Named object pointing listing
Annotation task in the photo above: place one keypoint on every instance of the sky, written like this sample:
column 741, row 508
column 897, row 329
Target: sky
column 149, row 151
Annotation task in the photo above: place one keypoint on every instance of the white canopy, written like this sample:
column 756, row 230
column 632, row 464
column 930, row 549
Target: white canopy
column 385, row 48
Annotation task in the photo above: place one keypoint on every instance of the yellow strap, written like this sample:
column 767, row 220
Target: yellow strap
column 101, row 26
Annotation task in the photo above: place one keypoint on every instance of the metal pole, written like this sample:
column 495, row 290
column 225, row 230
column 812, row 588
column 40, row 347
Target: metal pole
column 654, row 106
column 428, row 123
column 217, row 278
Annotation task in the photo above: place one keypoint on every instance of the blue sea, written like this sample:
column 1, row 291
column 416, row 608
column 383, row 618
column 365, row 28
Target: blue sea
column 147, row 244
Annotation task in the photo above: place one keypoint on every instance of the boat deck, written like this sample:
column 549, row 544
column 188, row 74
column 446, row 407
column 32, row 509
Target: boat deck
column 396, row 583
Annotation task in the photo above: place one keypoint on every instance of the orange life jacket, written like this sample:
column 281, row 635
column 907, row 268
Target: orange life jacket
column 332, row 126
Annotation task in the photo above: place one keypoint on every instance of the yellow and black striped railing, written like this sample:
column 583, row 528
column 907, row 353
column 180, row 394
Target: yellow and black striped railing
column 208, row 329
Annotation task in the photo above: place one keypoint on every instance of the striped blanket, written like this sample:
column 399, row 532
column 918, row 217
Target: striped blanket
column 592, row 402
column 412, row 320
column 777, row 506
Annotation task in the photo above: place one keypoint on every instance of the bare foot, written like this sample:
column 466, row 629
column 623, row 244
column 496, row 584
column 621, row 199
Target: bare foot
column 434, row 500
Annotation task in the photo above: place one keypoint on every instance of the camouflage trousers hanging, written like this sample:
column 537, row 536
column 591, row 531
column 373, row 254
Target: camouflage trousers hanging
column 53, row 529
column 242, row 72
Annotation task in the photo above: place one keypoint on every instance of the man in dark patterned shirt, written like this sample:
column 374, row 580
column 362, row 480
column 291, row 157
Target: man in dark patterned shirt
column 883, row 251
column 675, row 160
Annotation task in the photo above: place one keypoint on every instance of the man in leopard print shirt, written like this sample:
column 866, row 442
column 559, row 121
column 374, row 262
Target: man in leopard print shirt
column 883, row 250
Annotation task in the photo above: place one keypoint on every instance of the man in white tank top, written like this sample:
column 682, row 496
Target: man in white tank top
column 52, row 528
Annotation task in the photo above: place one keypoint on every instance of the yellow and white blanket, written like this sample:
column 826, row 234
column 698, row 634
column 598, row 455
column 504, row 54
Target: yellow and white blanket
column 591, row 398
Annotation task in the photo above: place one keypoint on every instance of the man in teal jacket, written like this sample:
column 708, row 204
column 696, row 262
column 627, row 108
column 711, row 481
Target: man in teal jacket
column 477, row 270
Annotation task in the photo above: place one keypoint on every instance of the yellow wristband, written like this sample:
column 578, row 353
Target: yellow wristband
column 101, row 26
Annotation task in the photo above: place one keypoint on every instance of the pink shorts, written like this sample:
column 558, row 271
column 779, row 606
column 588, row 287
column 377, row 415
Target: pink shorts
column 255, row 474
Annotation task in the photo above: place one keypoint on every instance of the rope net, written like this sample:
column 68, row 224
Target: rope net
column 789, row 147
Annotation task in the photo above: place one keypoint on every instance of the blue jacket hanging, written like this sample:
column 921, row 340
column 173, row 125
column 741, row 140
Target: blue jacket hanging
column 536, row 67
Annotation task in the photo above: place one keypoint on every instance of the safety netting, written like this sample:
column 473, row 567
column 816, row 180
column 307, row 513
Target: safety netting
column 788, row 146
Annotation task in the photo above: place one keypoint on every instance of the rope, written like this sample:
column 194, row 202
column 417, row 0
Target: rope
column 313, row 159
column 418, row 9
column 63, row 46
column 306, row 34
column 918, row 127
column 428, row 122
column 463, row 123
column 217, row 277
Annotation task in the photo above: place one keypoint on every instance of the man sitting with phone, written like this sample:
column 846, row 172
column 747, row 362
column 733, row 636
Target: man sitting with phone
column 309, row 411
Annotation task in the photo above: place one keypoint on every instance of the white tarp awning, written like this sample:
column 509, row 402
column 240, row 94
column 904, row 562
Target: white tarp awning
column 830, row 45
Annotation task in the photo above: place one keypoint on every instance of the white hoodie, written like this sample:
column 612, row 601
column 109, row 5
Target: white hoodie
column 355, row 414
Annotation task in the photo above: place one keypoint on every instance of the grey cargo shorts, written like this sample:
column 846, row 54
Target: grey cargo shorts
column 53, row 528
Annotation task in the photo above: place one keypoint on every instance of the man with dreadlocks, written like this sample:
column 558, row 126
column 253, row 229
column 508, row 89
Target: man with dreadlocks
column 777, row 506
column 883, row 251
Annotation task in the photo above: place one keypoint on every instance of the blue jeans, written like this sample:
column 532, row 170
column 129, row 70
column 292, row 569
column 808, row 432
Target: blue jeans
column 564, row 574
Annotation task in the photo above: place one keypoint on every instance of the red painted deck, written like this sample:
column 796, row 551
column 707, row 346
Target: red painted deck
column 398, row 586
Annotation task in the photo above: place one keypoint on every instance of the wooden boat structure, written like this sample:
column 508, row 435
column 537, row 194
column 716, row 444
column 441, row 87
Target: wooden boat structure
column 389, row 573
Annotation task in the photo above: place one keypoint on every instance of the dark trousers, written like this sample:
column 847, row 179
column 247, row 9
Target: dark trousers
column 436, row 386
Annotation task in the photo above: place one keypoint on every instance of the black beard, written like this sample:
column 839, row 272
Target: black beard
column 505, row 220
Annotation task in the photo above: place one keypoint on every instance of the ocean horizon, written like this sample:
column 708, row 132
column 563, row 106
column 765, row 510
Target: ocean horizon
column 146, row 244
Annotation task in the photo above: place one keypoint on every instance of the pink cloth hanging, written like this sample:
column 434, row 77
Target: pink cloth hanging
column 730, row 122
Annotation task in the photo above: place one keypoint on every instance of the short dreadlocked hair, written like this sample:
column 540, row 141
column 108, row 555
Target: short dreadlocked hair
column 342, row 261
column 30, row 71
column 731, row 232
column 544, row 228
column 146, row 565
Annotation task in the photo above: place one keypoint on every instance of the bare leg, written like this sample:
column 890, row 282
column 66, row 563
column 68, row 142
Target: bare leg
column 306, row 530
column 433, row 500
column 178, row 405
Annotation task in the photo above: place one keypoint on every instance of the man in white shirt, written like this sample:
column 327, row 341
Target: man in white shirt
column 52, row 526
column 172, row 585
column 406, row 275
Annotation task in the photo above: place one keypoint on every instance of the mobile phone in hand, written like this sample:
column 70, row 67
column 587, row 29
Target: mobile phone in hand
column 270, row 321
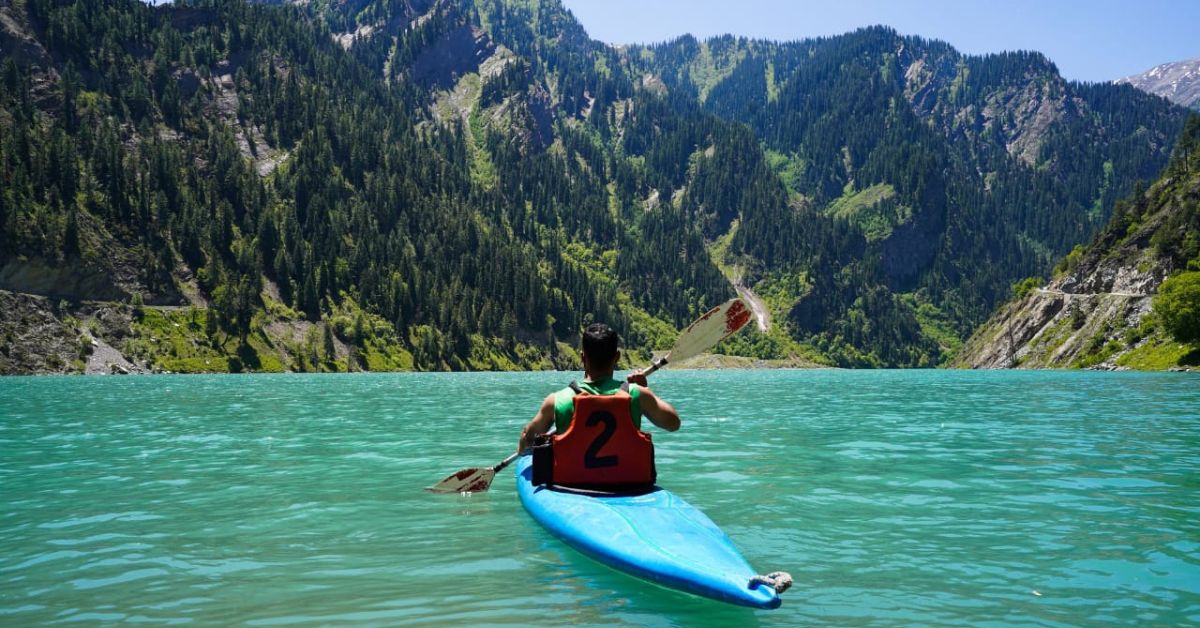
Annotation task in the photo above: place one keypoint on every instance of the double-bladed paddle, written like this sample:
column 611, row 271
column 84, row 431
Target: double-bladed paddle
column 706, row 332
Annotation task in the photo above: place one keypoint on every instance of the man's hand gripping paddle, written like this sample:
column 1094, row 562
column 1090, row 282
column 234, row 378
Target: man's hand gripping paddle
column 717, row 324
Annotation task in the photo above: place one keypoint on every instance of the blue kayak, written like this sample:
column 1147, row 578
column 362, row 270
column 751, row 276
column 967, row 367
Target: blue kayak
column 655, row 536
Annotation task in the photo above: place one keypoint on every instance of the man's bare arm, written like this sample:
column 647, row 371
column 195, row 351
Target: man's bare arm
column 659, row 411
column 539, row 424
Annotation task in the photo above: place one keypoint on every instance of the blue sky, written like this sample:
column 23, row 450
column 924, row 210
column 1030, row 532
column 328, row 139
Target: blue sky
column 1089, row 40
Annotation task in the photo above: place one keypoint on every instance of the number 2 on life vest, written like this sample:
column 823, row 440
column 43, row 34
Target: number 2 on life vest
column 591, row 458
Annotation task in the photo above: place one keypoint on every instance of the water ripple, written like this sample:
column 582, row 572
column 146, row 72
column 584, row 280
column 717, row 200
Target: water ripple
column 892, row 497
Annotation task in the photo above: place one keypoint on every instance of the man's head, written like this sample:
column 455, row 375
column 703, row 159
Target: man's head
column 600, row 346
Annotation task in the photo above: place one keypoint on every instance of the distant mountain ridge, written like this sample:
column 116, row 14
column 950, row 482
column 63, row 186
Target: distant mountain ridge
column 1098, row 310
column 1177, row 82
column 462, row 184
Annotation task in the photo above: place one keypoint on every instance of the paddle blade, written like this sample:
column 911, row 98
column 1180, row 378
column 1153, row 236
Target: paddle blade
column 466, row 480
column 709, row 329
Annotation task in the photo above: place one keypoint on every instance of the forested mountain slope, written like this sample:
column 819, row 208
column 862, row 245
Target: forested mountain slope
column 1131, row 299
column 945, row 177
column 445, row 184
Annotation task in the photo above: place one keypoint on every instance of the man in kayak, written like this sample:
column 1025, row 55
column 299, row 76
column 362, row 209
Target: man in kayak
column 606, row 447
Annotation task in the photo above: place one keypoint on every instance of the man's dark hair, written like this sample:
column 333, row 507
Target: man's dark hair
column 600, row 344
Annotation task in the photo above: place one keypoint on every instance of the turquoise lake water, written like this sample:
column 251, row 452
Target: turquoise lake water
column 893, row 497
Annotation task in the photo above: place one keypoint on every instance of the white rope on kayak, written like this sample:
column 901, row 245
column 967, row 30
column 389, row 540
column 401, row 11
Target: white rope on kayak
column 778, row 580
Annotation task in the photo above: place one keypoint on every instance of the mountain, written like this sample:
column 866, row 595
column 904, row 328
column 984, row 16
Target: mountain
column 919, row 183
column 1104, row 306
column 1177, row 82
column 453, row 184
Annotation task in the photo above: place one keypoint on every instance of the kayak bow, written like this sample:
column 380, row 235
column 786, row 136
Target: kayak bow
column 655, row 536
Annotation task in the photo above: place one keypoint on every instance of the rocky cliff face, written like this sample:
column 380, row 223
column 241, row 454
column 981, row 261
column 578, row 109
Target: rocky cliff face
column 1097, row 310
column 1177, row 82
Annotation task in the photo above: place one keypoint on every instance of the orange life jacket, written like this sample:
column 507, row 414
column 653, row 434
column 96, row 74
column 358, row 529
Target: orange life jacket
column 601, row 448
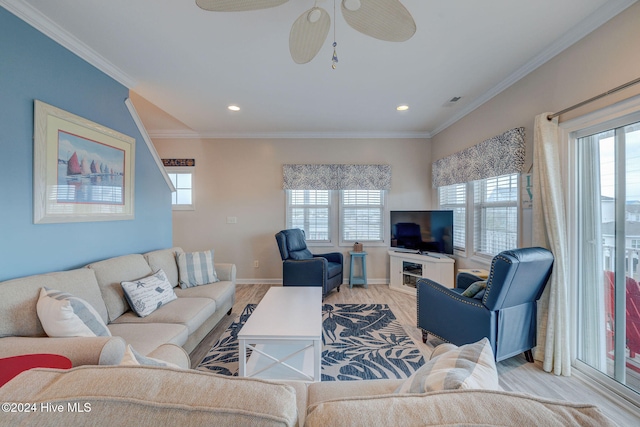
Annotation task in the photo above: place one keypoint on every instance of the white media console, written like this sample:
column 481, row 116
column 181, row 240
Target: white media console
column 406, row 268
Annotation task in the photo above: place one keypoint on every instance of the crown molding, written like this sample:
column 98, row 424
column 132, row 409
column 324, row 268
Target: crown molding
column 587, row 26
column 42, row 23
column 169, row 134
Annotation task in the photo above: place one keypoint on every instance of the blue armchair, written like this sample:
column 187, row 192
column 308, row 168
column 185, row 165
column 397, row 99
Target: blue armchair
column 505, row 312
column 302, row 268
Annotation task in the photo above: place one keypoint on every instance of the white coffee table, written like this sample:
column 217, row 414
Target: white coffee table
column 284, row 333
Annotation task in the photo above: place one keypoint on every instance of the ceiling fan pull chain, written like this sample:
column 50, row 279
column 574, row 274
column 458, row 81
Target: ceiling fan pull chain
column 334, row 60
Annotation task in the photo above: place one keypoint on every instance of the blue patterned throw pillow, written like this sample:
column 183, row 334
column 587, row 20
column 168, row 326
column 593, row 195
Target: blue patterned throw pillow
column 148, row 294
column 474, row 289
column 196, row 268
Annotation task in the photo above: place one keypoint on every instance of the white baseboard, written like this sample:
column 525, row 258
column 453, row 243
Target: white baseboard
column 262, row 281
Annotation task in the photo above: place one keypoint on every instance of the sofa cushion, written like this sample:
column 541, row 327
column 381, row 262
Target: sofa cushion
column 133, row 358
column 147, row 337
column 190, row 312
column 18, row 316
column 111, row 272
column 148, row 294
column 467, row 366
column 196, row 268
column 63, row 315
column 150, row 396
column 165, row 260
column 454, row 408
column 219, row 292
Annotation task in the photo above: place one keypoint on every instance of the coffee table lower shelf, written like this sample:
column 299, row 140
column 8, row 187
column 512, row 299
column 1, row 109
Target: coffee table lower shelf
column 295, row 360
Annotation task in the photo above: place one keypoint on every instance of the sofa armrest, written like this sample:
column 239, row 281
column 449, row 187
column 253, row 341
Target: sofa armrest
column 80, row 350
column 226, row 272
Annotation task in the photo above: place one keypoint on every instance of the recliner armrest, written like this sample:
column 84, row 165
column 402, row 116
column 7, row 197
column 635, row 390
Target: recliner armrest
column 464, row 280
column 336, row 257
column 305, row 272
column 445, row 313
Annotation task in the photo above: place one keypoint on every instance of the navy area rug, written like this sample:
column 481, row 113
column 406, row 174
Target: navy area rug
column 359, row 342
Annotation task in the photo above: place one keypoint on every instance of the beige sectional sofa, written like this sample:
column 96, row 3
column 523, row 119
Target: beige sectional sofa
column 112, row 394
column 168, row 334
column 152, row 396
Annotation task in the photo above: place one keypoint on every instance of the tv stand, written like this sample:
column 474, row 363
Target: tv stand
column 406, row 268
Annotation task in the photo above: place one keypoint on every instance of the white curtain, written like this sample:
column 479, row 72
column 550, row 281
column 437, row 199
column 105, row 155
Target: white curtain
column 591, row 277
column 550, row 231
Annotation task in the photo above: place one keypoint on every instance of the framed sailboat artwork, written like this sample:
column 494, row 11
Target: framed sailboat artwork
column 83, row 171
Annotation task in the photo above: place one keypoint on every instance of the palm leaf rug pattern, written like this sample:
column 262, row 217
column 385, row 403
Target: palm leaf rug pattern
column 360, row 342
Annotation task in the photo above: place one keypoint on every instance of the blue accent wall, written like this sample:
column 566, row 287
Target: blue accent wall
column 32, row 66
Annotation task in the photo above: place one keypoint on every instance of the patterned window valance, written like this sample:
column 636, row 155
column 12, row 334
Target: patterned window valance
column 500, row 155
column 336, row 177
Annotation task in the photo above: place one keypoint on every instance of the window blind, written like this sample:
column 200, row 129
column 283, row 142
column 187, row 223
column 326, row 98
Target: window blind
column 362, row 213
column 495, row 203
column 454, row 197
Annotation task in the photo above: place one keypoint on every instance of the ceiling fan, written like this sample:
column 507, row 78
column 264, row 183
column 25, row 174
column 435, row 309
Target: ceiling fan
column 381, row 19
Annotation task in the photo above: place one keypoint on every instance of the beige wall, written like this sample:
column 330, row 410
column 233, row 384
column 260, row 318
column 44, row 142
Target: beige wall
column 243, row 178
column 606, row 58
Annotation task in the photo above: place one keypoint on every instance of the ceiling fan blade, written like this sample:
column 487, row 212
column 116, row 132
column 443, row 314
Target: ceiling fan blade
column 381, row 19
column 237, row 5
column 308, row 34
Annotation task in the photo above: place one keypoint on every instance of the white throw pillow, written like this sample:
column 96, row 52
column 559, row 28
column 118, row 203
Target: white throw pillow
column 133, row 358
column 148, row 294
column 63, row 315
column 470, row 366
column 196, row 268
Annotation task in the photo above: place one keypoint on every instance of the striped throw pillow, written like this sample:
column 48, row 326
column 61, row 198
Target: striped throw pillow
column 470, row 366
column 63, row 315
column 196, row 268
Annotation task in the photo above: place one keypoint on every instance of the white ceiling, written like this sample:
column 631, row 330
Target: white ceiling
column 193, row 63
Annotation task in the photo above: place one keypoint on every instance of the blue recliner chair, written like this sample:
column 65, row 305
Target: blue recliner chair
column 302, row 268
column 505, row 312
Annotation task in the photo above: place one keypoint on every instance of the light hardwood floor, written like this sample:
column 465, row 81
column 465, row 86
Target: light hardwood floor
column 515, row 373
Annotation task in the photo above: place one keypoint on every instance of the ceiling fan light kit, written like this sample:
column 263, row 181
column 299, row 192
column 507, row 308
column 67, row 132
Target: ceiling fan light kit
column 385, row 20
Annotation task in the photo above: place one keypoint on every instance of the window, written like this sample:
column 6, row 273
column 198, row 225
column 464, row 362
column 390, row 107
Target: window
column 454, row 197
column 607, row 159
column 182, row 179
column 361, row 213
column 495, row 214
column 310, row 211
column 488, row 208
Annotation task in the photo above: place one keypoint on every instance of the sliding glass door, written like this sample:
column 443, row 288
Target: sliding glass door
column 609, row 249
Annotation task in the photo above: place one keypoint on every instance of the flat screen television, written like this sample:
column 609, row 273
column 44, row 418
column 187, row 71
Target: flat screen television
column 422, row 231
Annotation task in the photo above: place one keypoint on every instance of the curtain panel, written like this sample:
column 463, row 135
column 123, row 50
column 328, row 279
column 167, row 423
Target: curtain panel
column 550, row 231
column 501, row 155
column 336, row 177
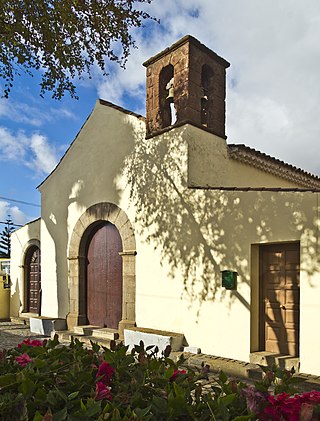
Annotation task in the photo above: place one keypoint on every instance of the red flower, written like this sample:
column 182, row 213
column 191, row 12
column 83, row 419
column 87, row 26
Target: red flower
column 105, row 372
column 23, row 360
column 102, row 392
column 29, row 342
column 177, row 373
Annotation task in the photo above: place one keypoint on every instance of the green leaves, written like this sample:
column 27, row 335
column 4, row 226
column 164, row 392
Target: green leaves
column 61, row 383
column 65, row 39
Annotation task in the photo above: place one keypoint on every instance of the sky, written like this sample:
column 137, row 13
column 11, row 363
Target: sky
column 273, row 90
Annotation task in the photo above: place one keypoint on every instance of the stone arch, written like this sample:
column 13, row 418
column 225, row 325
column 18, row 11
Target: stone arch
column 32, row 243
column 107, row 212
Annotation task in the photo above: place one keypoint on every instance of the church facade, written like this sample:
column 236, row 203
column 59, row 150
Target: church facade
column 159, row 223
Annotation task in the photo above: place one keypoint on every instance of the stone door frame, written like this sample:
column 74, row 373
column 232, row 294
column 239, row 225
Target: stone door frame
column 107, row 212
column 26, row 249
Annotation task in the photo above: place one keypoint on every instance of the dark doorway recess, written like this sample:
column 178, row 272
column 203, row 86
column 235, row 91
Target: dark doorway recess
column 32, row 267
column 104, row 276
column 280, row 298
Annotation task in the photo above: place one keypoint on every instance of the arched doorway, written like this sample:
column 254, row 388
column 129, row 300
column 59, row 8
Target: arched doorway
column 104, row 276
column 86, row 226
column 32, row 270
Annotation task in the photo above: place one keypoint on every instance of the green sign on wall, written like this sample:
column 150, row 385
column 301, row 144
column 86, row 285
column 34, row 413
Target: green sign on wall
column 229, row 279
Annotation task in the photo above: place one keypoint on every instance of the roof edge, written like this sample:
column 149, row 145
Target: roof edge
column 274, row 166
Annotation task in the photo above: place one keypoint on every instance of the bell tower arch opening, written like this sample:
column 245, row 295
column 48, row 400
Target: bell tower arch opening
column 186, row 84
column 166, row 96
column 207, row 93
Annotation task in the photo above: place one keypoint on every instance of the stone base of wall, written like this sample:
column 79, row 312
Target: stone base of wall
column 159, row 338
column 44, row 326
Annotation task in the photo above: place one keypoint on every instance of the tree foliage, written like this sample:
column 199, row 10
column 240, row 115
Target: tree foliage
column 64, row 38
column 5, row 241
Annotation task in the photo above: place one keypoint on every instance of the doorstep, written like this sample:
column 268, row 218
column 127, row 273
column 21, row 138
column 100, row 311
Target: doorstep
column 269, row 358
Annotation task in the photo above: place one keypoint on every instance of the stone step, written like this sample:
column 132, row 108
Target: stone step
column 20, row 320
column 105, row 333
column 65, row 337
column 85, row 330
column 45, row 325
column 159, row 338
column 269, row 358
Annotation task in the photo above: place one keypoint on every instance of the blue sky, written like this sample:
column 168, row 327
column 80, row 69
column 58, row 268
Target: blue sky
column 273, row 92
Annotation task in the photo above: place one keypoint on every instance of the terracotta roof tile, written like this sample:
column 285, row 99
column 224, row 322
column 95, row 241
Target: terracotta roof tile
column 273, row 166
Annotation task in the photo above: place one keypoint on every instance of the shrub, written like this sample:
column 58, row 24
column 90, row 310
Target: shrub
column 48, row 381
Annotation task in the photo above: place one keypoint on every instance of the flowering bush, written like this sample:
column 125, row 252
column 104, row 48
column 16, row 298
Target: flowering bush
column 48, row 381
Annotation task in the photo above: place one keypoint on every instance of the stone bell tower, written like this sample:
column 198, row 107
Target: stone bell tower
column 186, row 83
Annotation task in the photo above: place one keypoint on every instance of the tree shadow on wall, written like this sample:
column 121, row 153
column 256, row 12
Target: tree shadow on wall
column 201, row 231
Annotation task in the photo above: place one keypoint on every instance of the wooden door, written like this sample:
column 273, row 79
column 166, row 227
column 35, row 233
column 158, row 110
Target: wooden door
column 280, row 298
column 104, row 277
column 33, row 279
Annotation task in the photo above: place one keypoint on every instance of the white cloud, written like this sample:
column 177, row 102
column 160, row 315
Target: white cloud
column 17, row 215
column 273, row 82
column 44, row 156
column 33, row 115
column 34, row 152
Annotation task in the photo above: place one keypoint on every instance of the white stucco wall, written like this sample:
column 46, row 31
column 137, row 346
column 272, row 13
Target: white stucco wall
column 21, row 240
column 184, row 237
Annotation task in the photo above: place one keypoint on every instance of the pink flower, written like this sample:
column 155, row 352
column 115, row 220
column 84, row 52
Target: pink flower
column 105, row 372
column 23, row 360
column 177, row 373
column 102, row 392
column 29, row 342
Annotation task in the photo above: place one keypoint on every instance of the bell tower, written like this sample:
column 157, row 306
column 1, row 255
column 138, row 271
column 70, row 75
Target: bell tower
column 186, row 83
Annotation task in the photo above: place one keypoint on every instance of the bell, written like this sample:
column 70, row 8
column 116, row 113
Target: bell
column 204, row 96
column 170, row 96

» TASK BRIEF:
Copy the listing above word for word, from the line containing "pink flower, written" through the end of the listing, with both of those lines included.

» FULL RESPONSE:
Annotation task in the photo above: place one keypoint on every instance of the pink flower, written like this sample:
column 155, row 352
column 115, row 220
column 84, row 52
Target: pink flower
column 105, row 372
column 23, row 360
column 177, row 373
column 102, row 392
column 29, row 342
Annotation task in the photo above: place one keypoint on every instance of the bell tower, written like this sample:
column 157, row 306
column 1, row 255
column 138, row 271
column 70, row 75
Target: bell tower
column 186, row 83
Annotation task in the photo above: place one keypoint on every instance of the bell, written like this sample:
column 70, row 8
column 116, row 113
Target: bell
column 204, row 96
column 170, row 96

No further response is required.